Written exercise => Render the rows from the beginning of the records through the line containing "column 45, row 138", inclusive, as a numbered list without blank lines, and omit the pictures from the answer.

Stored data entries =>
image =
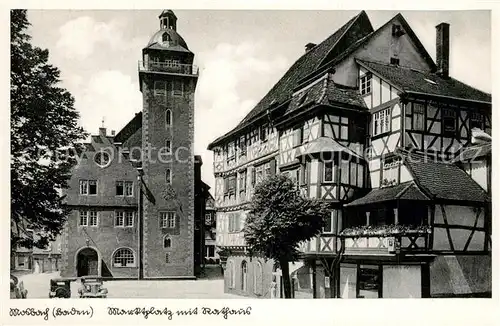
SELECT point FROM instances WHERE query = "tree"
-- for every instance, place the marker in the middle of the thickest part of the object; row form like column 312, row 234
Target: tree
column 279, row 219
column 45, row 138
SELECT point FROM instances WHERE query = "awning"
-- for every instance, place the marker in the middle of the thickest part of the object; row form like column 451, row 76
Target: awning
column 324, row 145
column 403, row 191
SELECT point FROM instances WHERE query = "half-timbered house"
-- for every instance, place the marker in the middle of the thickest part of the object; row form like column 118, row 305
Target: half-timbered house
column 368, row 122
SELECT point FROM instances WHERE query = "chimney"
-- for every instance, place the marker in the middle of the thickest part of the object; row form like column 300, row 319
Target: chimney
column 309, row 46
column 443, row 49
column 102, row 132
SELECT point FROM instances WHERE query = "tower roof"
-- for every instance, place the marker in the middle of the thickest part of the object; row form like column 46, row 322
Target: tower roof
column 167, row 12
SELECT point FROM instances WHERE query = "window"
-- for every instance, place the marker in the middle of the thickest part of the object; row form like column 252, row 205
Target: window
column 264, row 132
column 243, row 146
column 124, row 257
column 297, row 136
column 418, row 116
column 244, row 272
column 366, row 84
column 234, row 223
column 92, row 187
column 369, row 281
column 231, row 271
column 84, row 187
column 168, row 118
column 449, row 121
column 394, row 61
column 88, row 187
column 329, row 173
column 165, row 37
column 93, row 218
column 167, row 220
column 160, row 88
column 168, row 145
column 391, row 171
column 257, row 278
column 83, row 218
column 129, row 188
column 243, row 180
column 210, row 251
column 178, row 88
column 119, row 218
column 232, row 184
column 119, row 188
column 102, row 159
column 167, row 241
column 129, row 219
column 168, row 176
column 476, row 121
column 381, row 122
column 328, row 223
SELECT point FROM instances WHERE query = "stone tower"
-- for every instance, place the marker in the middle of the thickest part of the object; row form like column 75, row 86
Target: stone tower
column 167, row 82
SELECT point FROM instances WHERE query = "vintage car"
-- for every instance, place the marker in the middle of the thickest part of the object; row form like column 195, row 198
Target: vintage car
column 60, row 287
column 17, row 290
column 92, row 287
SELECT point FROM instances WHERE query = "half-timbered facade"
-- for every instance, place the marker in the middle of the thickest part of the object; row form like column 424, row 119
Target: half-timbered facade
column 367, row 122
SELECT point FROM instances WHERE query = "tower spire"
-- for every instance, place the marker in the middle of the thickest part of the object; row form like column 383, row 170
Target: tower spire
column 168, row 20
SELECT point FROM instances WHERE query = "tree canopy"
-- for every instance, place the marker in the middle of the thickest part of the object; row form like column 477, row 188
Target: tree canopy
column 45, row 137
column 280, row 219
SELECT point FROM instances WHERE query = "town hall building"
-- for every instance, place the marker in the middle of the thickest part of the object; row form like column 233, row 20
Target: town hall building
column 367, row 122
column 136, row 196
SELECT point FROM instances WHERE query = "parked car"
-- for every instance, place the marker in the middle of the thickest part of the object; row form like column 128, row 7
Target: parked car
column 60, row 287
column 17, row 290
column 92, row 287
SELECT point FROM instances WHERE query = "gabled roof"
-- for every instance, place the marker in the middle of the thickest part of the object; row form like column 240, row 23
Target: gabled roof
column 326, row 92
column 306, row 64
column 406, row 27
column 444, row 181
column 403, row 191
column 420, row 82
column 472, row 152
column 130, row 128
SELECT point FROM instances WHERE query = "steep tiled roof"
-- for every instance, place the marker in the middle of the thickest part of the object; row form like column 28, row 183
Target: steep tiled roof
column 306, row 64
column 325, row 91
column 406, row 191
column 411, row 80
column 445, row 181
column 473, row 152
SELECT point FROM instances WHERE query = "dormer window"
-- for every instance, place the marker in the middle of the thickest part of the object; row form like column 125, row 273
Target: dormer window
column 365, row 85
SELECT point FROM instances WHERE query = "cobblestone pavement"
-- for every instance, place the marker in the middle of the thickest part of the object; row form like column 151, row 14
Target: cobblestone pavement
column 38, row 287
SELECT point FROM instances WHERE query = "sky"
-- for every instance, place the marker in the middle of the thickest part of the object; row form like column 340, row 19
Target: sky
column 241, row 55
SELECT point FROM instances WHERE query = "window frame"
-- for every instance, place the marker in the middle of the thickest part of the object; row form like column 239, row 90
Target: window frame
column 90, row 217
column 120, row 264
column 168, row 220
column 365, row 83
column 86, row 213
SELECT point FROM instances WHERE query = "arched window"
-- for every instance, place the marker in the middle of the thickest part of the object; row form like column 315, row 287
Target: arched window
column 165, row 37
column 244, row 272
column 168, row 176
column 168, row 118
column 124, row 257
column 167, row 241
column 257, row 278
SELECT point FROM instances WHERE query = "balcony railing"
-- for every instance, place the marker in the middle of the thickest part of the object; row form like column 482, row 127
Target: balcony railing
column 386, row 239
column 168, row 67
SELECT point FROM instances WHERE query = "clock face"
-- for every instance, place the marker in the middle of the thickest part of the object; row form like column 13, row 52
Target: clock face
column 102, row 159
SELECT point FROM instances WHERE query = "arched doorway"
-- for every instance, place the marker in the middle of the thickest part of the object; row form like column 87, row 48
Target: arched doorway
column 87, row 262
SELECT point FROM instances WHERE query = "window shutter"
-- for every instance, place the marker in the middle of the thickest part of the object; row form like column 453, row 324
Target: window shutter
column 273, row 167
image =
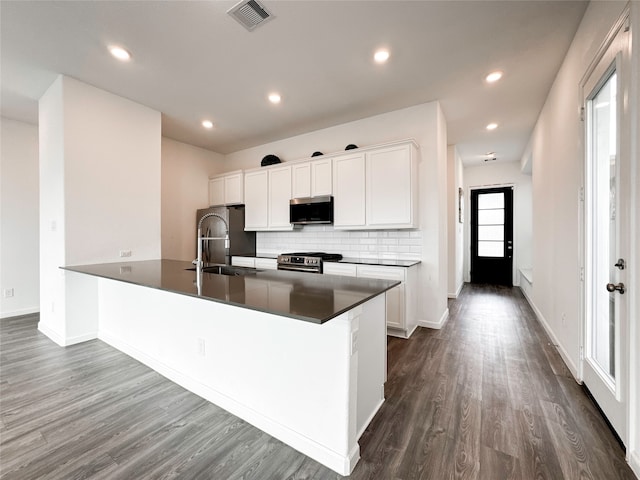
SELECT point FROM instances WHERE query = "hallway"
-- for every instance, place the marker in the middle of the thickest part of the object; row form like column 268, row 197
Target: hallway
column 485, row 397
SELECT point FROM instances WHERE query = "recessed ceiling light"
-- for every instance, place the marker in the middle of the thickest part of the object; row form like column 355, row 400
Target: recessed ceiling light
column 275, row 98
column 120, row 53
column 494, row 76
column 381, row 56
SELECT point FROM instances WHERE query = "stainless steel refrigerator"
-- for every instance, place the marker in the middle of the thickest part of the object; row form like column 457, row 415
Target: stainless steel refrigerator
column 241, row 243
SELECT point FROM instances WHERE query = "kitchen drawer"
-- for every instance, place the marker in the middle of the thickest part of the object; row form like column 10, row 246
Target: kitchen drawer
column 344, row 269
column 266, row 263
column 243, row 262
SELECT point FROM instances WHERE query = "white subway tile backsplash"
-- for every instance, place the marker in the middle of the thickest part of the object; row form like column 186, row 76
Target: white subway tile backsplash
column 391, row 244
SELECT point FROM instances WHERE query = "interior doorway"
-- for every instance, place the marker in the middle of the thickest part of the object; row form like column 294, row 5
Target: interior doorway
column 492, row 236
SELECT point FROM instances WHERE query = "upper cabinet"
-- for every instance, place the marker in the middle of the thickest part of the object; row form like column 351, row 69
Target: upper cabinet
column 376, row 188
column 227, row 189
column 349, row 191
column 312, row 179
column 267, row 195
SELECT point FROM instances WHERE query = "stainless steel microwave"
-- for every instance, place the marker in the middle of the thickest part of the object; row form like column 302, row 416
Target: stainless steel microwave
column 311, row 210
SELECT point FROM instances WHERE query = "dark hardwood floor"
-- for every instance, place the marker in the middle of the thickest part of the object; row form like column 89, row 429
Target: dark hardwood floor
column 486, row 397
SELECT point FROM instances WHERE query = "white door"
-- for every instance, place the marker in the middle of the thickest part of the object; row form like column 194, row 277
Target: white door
column 606, row 230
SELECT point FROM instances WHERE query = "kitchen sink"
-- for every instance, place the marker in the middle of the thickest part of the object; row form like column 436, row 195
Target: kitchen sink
column 226, row 270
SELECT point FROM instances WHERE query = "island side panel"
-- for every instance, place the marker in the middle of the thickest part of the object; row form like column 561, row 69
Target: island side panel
column 295, row 380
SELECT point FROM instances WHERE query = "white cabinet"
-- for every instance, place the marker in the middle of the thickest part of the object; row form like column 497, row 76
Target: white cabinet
column 256, row 188
column 301, row 180
column 227, row 189
column 279, row 197
column 267, row 195
column 311, row 179
column 392, row 187
column 349, row 191
column 401, row 300
column 376, row 188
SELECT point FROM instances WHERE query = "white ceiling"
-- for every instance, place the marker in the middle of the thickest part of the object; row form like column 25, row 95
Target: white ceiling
column 192, row 61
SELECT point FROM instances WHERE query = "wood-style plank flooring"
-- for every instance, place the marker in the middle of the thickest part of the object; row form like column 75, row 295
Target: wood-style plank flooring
column 486, row 397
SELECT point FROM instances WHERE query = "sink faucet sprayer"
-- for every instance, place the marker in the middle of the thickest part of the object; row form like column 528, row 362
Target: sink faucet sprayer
column 198, row 261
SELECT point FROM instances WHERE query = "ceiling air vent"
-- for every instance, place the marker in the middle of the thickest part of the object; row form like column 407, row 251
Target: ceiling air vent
column 250, row 14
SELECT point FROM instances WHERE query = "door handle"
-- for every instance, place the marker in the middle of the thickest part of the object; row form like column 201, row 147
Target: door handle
column 612, row 288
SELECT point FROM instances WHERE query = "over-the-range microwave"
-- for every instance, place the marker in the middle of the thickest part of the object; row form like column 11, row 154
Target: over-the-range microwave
column 311, row 210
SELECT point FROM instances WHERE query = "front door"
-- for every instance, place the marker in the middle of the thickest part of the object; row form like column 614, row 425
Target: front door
column 492, row 236
column 606, row 231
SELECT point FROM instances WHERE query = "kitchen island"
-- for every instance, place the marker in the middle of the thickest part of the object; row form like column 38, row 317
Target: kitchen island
column 300, row 356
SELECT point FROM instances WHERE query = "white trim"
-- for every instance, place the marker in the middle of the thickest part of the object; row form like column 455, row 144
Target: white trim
column 19, row 312
column 563, row 353
column 341, row 464
column 435, row 325
column 52, row 334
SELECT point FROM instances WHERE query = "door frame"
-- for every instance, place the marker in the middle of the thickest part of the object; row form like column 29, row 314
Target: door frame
column 602, row 64
column 467, row 228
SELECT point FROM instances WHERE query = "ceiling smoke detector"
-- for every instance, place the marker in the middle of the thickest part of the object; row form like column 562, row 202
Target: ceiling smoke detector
column 250, row 14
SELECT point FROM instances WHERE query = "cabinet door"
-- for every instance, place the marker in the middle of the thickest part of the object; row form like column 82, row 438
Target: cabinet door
column 390, row 188
column 321, row 177
column 216, row 191
column 349, row 191
column 279, row 197
column 234, row 189
column 256, row 194
column 301, row 180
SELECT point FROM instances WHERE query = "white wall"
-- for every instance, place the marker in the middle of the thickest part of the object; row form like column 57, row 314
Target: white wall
column 455, row 180
column 99, row 194
column 185, row 188
column 426, row 124
column 19, row 217
column 494, row 174
column 557, row 177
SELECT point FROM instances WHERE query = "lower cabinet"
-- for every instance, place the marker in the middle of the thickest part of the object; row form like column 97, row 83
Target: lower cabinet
column 255, row 262
column 401, row 300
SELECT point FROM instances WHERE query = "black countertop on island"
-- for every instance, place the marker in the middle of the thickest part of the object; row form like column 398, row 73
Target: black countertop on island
column 304, row 296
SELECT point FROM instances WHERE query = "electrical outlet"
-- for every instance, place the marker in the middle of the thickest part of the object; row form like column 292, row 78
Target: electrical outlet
column 201, row 347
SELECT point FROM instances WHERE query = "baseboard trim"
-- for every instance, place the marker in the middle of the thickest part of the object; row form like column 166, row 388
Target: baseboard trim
column 634, row 463
column 19, row 312
column 435, row 325
column 343, row 464
column 52, row 334
column 563, row 353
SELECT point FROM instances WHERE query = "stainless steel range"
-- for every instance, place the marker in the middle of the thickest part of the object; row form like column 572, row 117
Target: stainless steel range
column 306, row 261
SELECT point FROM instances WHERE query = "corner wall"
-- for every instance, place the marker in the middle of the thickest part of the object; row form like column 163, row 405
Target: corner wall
column 19, row 218
column 185, row 189
column 455, row 181
column 99, row 195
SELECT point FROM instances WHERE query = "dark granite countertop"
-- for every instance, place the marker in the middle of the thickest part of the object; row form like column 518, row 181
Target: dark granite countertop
column 362, row 261
column 303, row 296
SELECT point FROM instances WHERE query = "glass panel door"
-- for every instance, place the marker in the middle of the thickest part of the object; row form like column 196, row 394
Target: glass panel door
column 603, row 134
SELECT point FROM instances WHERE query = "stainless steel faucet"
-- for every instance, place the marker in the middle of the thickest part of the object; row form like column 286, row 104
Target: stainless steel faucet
column 198, row 261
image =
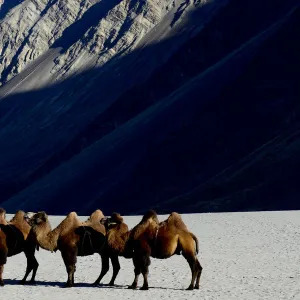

Solution for this problem =>
1. image =
2. SELECT point FROM instances WHERE query = "tree"
3. -- for every instance, place the marker in the middle of the thickest part of the object; row form like column 312, row 234
4. Target: tree
5. column 279, row 219
6. column 45, row 138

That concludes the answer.